- _DIRECTIONS FOR THIS TASK_
Convert the material, from its beginning through the line that contains "xmin=63 ymin=98 xmax=65 ymax=101", both ends included, into a numbered list with blank lines omitted. Leave the pictures out of your answer.

- _DATA ENTRIES_
++++++++++++++++++++
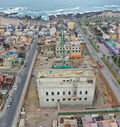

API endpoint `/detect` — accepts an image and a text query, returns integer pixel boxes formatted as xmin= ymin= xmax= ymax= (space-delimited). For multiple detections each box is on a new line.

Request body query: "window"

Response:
xmin=46 ymin=99 xmax=49 ymax=101
xmin=52 ymin=99 xmax=54 ymax=101
xmin=80 ymin=91 xmax=82 ymax=94
xmin=68 ymin=98 xmax=71 ymax=101
xmin=57 ymin=92 xmax=60 ymax=95
xmin=68 ymin=91 xmax=71 ymax=95
xmin=87 ymin=80 xmax=93 ymax=83
xmin=63 ymin=98 xmax=65 ymax=101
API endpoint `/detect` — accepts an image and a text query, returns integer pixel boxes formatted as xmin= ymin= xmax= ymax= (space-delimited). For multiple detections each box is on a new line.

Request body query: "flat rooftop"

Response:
xmin=37 ymin=69 xmax=95 ymax=78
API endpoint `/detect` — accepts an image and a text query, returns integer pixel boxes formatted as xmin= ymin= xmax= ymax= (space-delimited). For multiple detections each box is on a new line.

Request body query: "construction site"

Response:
xmin=21 ymin=21 xmax=119 ymax=127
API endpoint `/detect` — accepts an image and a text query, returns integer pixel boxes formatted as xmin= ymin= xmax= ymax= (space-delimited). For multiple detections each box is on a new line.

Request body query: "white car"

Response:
xmin=7 ymin=102 xmax=10 ymax=108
++++++++++++++++++++
- _SOLUTION_
1. API endpoint `/detect` — accepts an image and a text query, returns integer pixel boxes formatted as xmin= ymin= xmax= ymax= (space-delimited). For multiple detections each box is on a new line.
2. Request body query: "window"
3. Response:
4. xmin=46 ymin=99 xmax=49 ymax=101
5. xmin=52 ymin=99 xmax=54 ymax=101
6. xmin=80 ymin=91 xmax=82 ymax=94
7. xmin=68 ymin=98 xmax=71 ymax=101
8. xmin=57 ymin=92 xmax=60 ymax=95
9. xmin=68 ymin=91 xmax=71 ymax=95
10. xmin=87 ymin=80 xmax=93 ymax=83
11. xmin=63 ymin=98 xmax=65 ymax=101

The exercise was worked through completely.